Covid-19 (Coronavirus-2019nCoV) et crise sanitaire

Le Monde.fr : Coronavirus : le dispositif à géométrie variable du gouvernement suscite des interrogations

Mars 2020, par infosecusanté

Le Monde.fr : Coronavirus : le dispositif à géométrie variable du gouvernement suscite des interrogations

Pour freiner l’épidémie du Covid-19 en France, le gouvernement a annulé samedi les grands rassemblements. Mais d’autres lieux très fréquentés n’ont pas été visés par les mesures.

Publié le 2/03/2020

La question n’est plus de savoir si le nouveau coronavirus va se propager à l’ensemble du territoire mais quand. Avec 130 cas diagnostiqués de Covid-19, et des « clusters » – cas groupés – identifiés dans plusieurs régions, la France pourrait franchir le seuil de l’épidémie dans les tout prochains jours.

........

▶ [TRAVAIL DEMANDÉ] Extrayez du texte fourni, sans rien y changer, le passage qui débute aux mots « Mars 2020, par » et s'achève après « par les mesures. ».

▶ [DONNÉES FOURNIES]
........

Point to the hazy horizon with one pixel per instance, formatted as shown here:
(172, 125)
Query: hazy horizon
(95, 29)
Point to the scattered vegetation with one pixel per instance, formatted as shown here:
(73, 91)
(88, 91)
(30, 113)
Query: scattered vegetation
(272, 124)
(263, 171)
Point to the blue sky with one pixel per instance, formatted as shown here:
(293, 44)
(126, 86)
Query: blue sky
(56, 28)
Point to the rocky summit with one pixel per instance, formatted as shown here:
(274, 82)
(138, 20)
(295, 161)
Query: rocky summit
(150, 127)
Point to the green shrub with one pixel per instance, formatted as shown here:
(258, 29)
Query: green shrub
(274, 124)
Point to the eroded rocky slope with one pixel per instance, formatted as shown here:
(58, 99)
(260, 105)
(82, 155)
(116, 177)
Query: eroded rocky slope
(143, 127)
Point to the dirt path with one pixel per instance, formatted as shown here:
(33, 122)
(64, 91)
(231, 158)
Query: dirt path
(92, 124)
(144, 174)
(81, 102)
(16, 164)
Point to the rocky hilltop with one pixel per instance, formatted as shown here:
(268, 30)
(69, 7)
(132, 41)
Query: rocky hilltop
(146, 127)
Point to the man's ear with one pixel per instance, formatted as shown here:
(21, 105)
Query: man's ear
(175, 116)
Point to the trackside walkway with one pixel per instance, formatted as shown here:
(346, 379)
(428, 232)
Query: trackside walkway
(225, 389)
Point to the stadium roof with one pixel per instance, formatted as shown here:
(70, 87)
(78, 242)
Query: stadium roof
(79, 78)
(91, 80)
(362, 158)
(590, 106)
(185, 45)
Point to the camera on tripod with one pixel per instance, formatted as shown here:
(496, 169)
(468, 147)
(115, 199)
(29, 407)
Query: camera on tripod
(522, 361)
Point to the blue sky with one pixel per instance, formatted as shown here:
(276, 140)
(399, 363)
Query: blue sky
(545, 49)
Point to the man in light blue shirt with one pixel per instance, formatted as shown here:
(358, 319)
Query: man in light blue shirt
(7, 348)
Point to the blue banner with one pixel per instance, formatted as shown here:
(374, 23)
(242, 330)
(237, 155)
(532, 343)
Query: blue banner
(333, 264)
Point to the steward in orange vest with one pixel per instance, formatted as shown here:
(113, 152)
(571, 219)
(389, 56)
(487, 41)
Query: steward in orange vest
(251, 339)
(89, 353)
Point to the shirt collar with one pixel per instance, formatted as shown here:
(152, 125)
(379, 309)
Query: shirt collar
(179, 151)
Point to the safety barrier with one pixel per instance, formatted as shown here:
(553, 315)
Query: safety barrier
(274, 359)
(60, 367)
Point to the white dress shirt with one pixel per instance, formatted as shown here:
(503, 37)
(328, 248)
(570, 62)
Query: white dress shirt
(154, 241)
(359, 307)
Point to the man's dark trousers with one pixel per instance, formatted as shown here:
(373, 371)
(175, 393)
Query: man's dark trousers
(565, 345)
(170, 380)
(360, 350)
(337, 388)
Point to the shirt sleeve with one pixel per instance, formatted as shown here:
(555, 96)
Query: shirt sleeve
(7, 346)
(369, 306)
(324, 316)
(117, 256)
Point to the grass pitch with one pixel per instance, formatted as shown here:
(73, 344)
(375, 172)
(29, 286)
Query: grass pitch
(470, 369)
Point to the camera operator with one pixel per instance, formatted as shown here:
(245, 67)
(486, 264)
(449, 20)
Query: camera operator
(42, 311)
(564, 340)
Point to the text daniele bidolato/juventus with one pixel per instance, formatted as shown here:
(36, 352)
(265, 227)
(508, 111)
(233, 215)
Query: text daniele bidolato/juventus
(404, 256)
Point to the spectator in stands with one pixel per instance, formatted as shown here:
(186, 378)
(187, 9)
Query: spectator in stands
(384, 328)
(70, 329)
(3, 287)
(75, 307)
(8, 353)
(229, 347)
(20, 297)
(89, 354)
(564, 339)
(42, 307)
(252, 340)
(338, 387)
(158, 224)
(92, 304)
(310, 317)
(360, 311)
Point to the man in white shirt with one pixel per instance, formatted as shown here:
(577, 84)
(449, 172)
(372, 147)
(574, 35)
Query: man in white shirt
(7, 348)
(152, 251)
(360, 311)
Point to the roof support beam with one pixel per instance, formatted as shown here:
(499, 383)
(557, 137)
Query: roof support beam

........

▶ [RÉPONSE RÉDIGÉE]
Mars 2020, par infosecusanté

Le Monde.fr : Coronavirus : le dispositif à géométrie variable du gouvernement suscite des interrogations

Pour freiner l’épidémie du Covid-19 en France, le gouvernement a annulé samedi les grands rassemblements. Mais d’autres lieux très fréquentés n’ont pas été visés par les mesures.